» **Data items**
☆ ☆ ☆ ☆ ☆ ☆ ☆
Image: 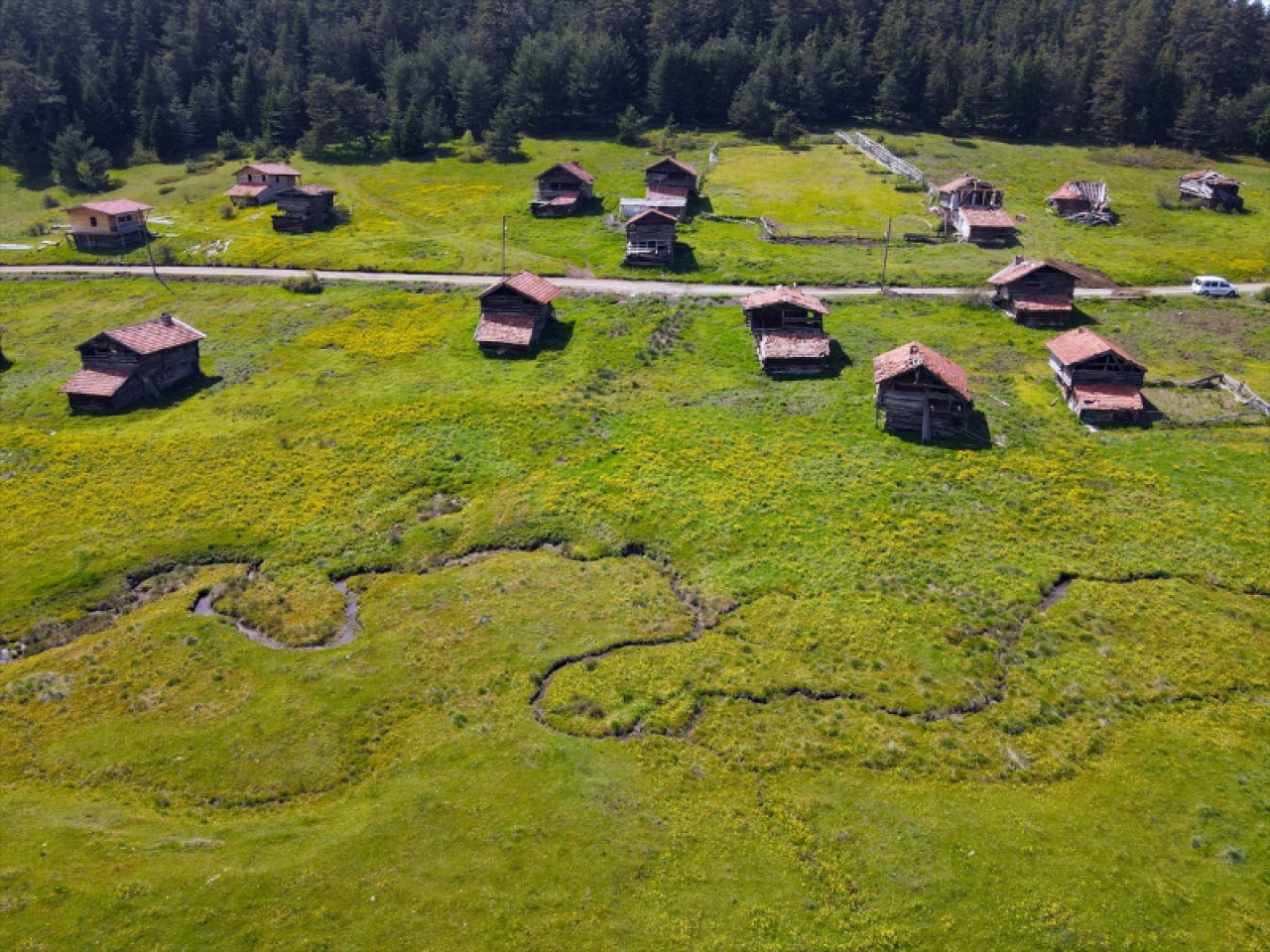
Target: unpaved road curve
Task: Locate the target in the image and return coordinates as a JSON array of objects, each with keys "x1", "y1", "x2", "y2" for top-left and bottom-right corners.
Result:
[{"x1": 0, "y1": 264, "x2": 1267, "y2": 298}]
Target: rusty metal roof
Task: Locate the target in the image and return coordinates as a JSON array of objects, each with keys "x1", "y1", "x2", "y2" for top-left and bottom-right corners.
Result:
[
  {"x1": 874, "y1": 340, "x2": 971, "y2": 403},
  {"x1": 740, "y1": 285, "x2": 829, "y2": 316},
  {"x1": 476, "y1": 272, "x2": 560, "y2": 304},
  {"x1": 1045, "y1": 327, "x2": 1147, "y2": 371},
  {"x1": 60, "y1": 367, "x2": 136, "y2": 396}
]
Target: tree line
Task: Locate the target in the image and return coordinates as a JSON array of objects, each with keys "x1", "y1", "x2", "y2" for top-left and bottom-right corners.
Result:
[{"x1": 0, "y1": 0, "x2": 1270, "y2": 185}]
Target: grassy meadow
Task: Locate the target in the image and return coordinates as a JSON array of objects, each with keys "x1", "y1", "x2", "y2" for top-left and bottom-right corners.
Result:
[
  {"x1": 0, "y1": 274, "x2": 1270, "y2": 952},
  {"x1": 0, "y1": 131, "x2": 1270, "y2": 286}
]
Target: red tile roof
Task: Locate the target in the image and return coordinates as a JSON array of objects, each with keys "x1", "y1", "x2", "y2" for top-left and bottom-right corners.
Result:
[
  {"x1": 80, "y1": 317, "x2": 207, "y2": 355},
  {"x1": 740, "y1": 285, "x2": 829, "y2": 314},
  {"x1": 1072, "y1": 384, "x2": 1143, "y2": 410},
  {"x1": 758, "y1": 330, "x2": 829, "y2": 361},
  {"x1": 539, "y1": 163, "x2": 595, "y2": 185},
  {"x1": 874, "y1": 340, "x2": 970, "y2": 403},
  {"x1": 61, "y1": 367, "x2": 135, "y2": 396},
  {"x1": 644, "y1": 155, "x2": 698, "y2": 178},
  {"x1": 67, "y1": 198, "x2": 154, "y2": 214},
  {"x1": 476, "y1": 272, "x2": 560, "y2": 304},
  {"x1": 234, "y1": 163, "x2": 300, "y2": 176},
  {"x1": 957, "y1": 205, "x2": 1015, "y2": 228},
  {"x1": 1045, "y1": 327, "x2": 1147, "y2": 371},
  {"x1": 625, "y1": 208, "x2": 680, "y2": 228},
  {"x1": 476, "y1": 313, "x2": 539, "y2": 346}
]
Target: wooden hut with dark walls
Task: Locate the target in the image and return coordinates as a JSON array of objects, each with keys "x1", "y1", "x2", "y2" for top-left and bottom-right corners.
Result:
☆ ☆ ☆ ☆ ☆ ☆ ☆
» **Directions**
Please revise the lines from the one holding "Target: red tile roof" through the end of the records, inclusive, putting "upper-left" in place of "top-left" and keeping everything else unchanged. Return only those lines.

» **Solution to the problem**
Target: red tile roof
Task: Locate the target in the image and return coordinates as a JSON array of objects, each with keys "x1", "y1", "x2", "y2" for upper-left and bottom-right corners.
Result:
[
  {"x1": 80, "y1": 317, "x2": 207, "y2": 355},
  {"x1": 740, "y1": 285, "x2": 829, "y2": 314},
  {"x1": 1072, "y1": 384, "x2": 1143, "y2": 410},
  {"x1": 758, "y1": 330, "x2": 829, "y2": 361},
  {"x1": 539, "y1": 163, "x2": 595, "y2": 185},
  {"x1": 874, "y1": 340, "x2": 970, "y2": 403},
  {"x1": 61, "y1": 367, "x2": 135, "y2": 396},
  {"x1": 644, "y1": 155, "x2": 698, "y2": 178},
  {"x1": 67, "y1": 198, "x2": 154, "y2": 214},
  {"x1": 476, "y1": 272, "x2": 560, "y2": 304},
  {"x1": 234, "y1": 163, "x2": 300, "y2": 176},
  {"x1": 957, "y1": 205, "x2": 1015, "y2": 228},
  {"x1": 1045, "y1": 327, "x2": 1147, "y2": 371},
  {"x1": 625, "y1": 208, "x2": 680, "y2": 228},
  {"x1": 476, "y1": 313, "x2": 539, "y2": 346}
]
Target: wooden hut with dark walls
Task: Locate the target in the image and return coordinates as a JSON array of objects, each with keys "x1", "y1", "x2", "y2" for upper-left and bottom-right corners.
Result:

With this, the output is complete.